**Problem description**
Put each line of the records into a JSON list of strings, one string per line, leaving out blank lines.

## BEGIN

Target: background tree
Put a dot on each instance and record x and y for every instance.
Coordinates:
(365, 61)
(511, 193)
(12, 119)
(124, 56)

## END

**Task answer**
[
  "Target: background tree",
  "Put a dot on each instance and record x and y for every instance.",
  "Coordinates:",
  "(365, 61)",
  "(511, 193)",
  "(12, 119)",
  "(124, 56)"
]